--- SHORT EXERCISE A ---
List every function that the kernel patch message below declares with "extern".

You're right. I made another change in that one now passes the task_struct
pointer to sched_setscheduler() instead of the pid. This requires that
the caller of sched_setscheduler() hold the tasklist_lock. The new patch
for people's feedback follows.
Thanks,
Dean
Index: linux-2.6/include/linux/sched.h
===================================================================
--- linux-2.6.orig/include/linux/sched.h 2004-11-12 09:40:26.000000000 -0600
+++ linux-2.6/include/linux/sched.h 2004-11-15 13:43:48.000000000 -0600
@@ -727,6 +727,7 @@
extern int task_nice(const task_t *p);
extern int task_curr(const task_t *p);
extern int idle_cpu(int cpu);
+extern int sched_setscheduler(struct task_struct *, int, struct sched_param *);
void yield(void);
Index: linux-2.6/kernel/sched.c
===================================================================
--- linux-2.6.orig/kernel/sched.c 2004-11-12 09:40:26.000000000 -0600
+++ linux-2.6/kernel/sched.c 2004-11-15 14:22:45.000000000 -0600
@@ -2938,7 +2938,7 @@
*/
rq = task_rq_lock(p, &flags);
/*
- * The RT priorities are set via setscheduler(), but we still
+ * The RT priorities are set via sched_setscheduler(), but we still
* allow the 'normal' nice value to be set - but as expected
* it wont have any effect on scheduling until the task is
* not SCHED_NORMAL:
@@ -3072,67 +3072,50 @@
p->prio = p->static_prio;
}
-/*
- * setscheduler - change the scheduling policy and/or RT priority of a thread.

--- SHORT EXERCISE B ---
Locate each line in the records below that contains the word "crown", and copy those lines.

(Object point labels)
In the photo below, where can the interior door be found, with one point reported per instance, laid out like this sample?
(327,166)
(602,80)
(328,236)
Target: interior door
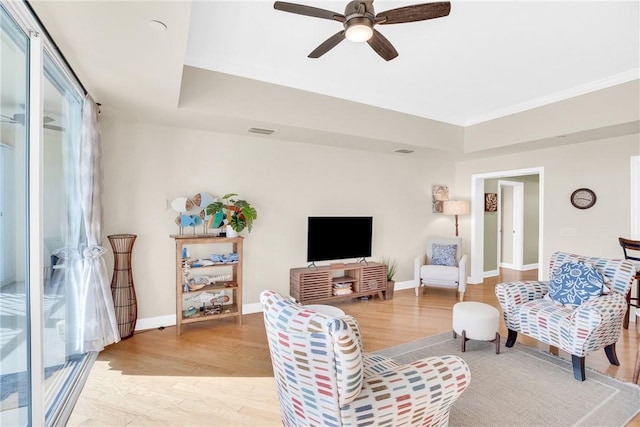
(511,224)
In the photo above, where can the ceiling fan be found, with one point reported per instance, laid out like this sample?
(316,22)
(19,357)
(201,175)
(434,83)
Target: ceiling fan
(359,19)
(19,118)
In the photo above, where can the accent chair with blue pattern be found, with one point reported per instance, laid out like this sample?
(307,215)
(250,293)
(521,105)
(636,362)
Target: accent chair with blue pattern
(324,378)
(579,330)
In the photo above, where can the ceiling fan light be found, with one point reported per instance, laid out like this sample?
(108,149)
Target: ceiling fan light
(359,32)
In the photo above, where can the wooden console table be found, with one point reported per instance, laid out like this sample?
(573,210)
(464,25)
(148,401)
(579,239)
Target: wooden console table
(337,282)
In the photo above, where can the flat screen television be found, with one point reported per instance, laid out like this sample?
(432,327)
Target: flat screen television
(338,237)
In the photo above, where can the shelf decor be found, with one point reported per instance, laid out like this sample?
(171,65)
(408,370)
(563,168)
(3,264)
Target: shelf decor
(122,286)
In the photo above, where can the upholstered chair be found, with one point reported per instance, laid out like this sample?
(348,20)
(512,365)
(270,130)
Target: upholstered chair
(324,378)
(591,324)
(442,266)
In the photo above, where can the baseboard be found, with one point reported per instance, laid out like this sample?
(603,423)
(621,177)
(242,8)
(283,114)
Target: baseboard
(523,268)
(170,320)
(491,273)
(407,284)
(155,322)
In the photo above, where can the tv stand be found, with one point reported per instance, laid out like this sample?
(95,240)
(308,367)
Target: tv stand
(338,282)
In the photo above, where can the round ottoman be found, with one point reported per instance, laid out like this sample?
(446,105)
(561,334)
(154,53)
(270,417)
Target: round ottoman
(476,321)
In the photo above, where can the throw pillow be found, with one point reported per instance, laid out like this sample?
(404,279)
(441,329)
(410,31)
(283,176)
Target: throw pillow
(574,283)
(443,254)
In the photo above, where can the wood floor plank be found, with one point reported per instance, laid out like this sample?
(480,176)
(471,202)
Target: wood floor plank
(219,373)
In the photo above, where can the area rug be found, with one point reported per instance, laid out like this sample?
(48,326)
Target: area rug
(522,386)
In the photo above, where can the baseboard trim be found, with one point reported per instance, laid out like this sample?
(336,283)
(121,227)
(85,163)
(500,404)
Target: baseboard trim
(155,322)
(407,284)
(146,323)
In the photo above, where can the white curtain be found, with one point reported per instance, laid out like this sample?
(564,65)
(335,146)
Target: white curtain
(98,319)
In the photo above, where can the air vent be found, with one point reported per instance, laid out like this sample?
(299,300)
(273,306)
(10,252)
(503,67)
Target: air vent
(403,151)
(261,131)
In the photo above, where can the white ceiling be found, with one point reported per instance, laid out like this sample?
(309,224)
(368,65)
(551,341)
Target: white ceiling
(484,60)
(230,65)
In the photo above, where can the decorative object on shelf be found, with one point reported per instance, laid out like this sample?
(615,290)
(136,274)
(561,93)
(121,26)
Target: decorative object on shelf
(392,266)
(323,284)
(122,287)
(583,198)
(456,207)
(440,194)
(491,202)
(214,289)
(238,213)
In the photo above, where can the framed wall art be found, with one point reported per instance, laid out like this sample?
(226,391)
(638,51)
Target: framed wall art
(440,193)
(490,202)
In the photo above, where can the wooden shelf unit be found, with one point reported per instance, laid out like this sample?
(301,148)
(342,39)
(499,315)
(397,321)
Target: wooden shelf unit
(203,245)
(313,285)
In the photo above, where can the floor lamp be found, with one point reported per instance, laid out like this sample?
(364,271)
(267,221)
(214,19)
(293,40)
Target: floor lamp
(455,207)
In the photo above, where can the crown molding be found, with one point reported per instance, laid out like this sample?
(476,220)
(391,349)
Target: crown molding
(556,97)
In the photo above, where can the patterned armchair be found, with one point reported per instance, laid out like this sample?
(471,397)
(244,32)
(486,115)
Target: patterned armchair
(590,326)
(324,378)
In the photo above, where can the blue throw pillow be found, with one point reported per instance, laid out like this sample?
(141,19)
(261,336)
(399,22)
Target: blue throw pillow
(574,283)
(443,254)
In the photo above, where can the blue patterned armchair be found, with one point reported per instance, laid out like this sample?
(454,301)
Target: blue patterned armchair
(580,330)
(324,378)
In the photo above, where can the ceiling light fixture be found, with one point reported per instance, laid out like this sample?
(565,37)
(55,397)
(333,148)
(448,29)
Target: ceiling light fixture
(157,25)
(359,30)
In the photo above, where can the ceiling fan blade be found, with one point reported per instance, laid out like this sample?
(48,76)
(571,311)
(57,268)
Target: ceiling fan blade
(315,12)
(327,45)
(418,12)
(382,46)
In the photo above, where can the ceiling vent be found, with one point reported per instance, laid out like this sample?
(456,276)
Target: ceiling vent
(261,131)
(403,151)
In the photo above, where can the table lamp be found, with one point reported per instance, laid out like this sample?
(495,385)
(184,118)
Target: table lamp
(455,207)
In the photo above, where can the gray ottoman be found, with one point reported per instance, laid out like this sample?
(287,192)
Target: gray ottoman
(476,321)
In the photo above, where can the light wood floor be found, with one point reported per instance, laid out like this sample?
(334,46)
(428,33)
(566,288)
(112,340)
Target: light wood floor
(219,373)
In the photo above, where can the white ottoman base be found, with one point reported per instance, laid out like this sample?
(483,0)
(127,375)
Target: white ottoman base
(476,321)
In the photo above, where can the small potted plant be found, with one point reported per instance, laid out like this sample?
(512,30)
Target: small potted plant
(236,214)
(392,266)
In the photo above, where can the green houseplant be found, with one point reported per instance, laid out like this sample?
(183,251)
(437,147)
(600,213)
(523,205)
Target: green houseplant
(392,266)
(234,212)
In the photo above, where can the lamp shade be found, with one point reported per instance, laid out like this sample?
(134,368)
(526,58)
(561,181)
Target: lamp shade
(455,207)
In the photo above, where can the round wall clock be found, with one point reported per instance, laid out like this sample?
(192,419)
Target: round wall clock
(583,198)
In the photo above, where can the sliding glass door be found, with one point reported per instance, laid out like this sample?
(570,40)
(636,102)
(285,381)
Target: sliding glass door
(63,237)
(41,233)
(15,393)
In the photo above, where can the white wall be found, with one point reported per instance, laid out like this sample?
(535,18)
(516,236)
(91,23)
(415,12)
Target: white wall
(146,165)
(601,165)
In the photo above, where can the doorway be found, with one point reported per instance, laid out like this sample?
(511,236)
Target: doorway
(478,214)
(510,239)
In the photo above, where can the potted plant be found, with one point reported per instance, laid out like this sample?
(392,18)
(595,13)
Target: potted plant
(236,214)
(392,266)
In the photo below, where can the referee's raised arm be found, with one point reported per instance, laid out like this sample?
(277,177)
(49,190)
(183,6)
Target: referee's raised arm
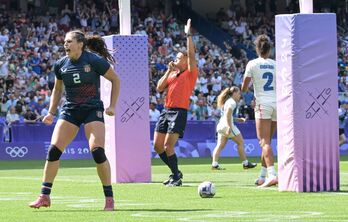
(191,58)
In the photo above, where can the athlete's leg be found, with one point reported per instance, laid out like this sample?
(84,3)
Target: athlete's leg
(95,134)
(220,145)
(238,139)
(64,132)
(342,140)
(169,145)
(264,130)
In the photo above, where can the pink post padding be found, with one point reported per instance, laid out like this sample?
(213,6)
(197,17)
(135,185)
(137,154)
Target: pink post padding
(307,102)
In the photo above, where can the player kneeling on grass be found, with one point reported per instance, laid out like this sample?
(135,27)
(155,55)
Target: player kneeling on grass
(227,101)
(79,71)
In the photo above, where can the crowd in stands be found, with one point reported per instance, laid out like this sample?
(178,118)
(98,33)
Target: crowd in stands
(30,44)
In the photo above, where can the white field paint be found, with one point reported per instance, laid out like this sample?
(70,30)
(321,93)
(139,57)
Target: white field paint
(209,216)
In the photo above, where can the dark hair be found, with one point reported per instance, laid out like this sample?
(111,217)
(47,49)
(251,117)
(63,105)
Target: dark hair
(93,43)
(263,45)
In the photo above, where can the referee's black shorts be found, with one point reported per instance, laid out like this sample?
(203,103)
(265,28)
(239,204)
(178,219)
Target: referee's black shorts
(172,120)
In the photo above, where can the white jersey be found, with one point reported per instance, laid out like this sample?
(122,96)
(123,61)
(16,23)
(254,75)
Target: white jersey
(229,104)
(221,127)
(262,73)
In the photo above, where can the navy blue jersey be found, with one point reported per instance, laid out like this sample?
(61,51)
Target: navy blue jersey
(81,79)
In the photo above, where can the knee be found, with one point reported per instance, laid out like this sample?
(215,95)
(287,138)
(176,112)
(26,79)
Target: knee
(98,154)
(53,153)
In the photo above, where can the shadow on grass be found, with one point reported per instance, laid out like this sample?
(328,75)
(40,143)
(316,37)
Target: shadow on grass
(124,210)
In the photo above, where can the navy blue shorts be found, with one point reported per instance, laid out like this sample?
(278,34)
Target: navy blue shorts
(172,120)
(79,116)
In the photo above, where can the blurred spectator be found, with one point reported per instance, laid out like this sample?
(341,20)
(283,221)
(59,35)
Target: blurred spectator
(12,116)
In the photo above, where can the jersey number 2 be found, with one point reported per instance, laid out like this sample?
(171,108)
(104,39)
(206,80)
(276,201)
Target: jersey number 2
(269,77)
(76,78)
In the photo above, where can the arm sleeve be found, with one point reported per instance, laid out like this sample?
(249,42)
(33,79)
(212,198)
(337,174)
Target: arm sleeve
(100,65)
(248,70)
(57,71)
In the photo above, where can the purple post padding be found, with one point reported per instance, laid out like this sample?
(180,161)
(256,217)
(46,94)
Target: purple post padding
(307,98)
(128,133)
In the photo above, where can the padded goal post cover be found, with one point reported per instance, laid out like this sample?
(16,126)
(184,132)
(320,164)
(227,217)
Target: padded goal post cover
(307,102)
(127,143)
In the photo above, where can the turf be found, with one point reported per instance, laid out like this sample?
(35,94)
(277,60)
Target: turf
(77,196)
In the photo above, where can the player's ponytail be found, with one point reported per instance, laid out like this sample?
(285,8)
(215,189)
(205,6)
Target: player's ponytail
(225,95)
(96,44)
(263,45)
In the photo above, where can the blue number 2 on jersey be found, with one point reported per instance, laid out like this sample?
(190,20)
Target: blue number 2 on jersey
(269,77)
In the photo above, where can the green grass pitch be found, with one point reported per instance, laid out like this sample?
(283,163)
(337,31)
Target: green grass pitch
(77,195)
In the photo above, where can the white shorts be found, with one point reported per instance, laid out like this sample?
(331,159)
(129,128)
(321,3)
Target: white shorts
(266,111)
(221,129)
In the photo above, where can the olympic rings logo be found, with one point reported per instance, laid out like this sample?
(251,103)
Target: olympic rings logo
(16,151)
(248,147)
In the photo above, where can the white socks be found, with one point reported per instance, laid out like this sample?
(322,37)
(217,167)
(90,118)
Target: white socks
(271,171)
(263,172)
(215,164)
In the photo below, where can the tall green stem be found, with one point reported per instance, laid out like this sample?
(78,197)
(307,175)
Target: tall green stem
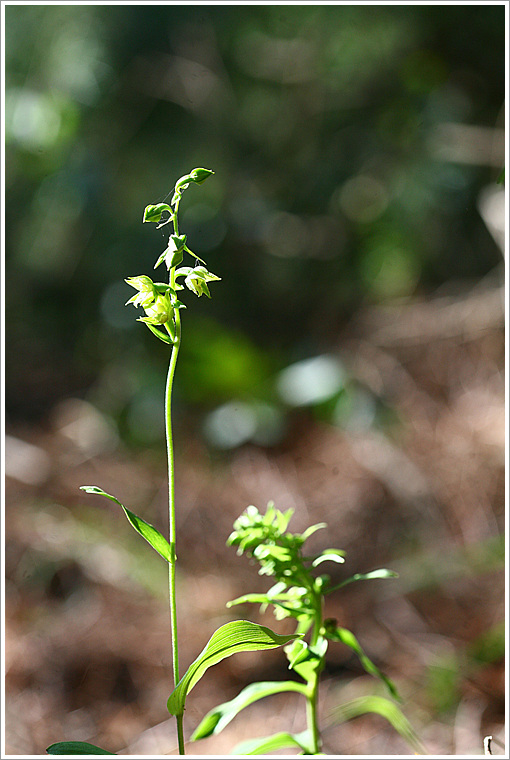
(313,682)
(171,499)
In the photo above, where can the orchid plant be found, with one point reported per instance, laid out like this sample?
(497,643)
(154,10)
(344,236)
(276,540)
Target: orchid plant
(298,591)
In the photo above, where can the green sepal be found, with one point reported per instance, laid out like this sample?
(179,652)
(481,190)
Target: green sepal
(231,638)
(346,637)
(147,531)
(76,748)
(153,213)
(220,716)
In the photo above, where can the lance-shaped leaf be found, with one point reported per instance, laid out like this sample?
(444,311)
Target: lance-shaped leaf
(231,638)
(385,709)
(76,748)
(220,716)
(382,573)
(346,637)
(147,531)
(330,555)
(277,741)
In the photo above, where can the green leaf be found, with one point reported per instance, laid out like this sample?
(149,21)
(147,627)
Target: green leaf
(346,637)
(270,743)
(76,748)
(231,638)
(220,716)
(153,213)
(382,573)
(147,531)
(330,555)
(312,529)
(385,709)
(251,598)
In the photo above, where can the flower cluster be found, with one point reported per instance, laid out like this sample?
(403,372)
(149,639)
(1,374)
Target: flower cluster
(159,300)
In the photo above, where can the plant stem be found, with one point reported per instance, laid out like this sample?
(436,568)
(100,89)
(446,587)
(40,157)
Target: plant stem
(313,683)
(171,501)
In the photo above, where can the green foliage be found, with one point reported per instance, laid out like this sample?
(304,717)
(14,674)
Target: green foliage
(220,716)
(76,748)
(280,740)
(387,710)
(147,531)
(297,593)
(232,638)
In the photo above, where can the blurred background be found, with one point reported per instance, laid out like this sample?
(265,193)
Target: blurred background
(349,364)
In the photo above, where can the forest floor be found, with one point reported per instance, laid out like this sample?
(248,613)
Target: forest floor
(87,631)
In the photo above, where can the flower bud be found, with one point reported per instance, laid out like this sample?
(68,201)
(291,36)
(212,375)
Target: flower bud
(159,312)
(155,212)
(146,290)
(200,175)
(197,281)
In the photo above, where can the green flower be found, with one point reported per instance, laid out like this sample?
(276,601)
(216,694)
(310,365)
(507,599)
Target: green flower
(159,312)
(197,280)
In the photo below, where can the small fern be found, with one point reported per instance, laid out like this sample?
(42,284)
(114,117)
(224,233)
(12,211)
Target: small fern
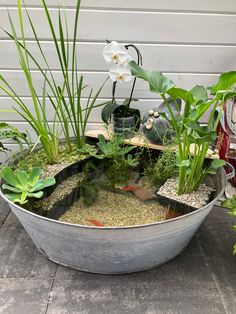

--- EXERCISE OUTPUT A ---
task_nice, task_curr, idle_cpu, sched_setscheduler

--- EXERCISE OUTPUT B ---
In the photo above, where can the crown molding be found, with one point reported per instance, laid out like this sample?
Target: crown molding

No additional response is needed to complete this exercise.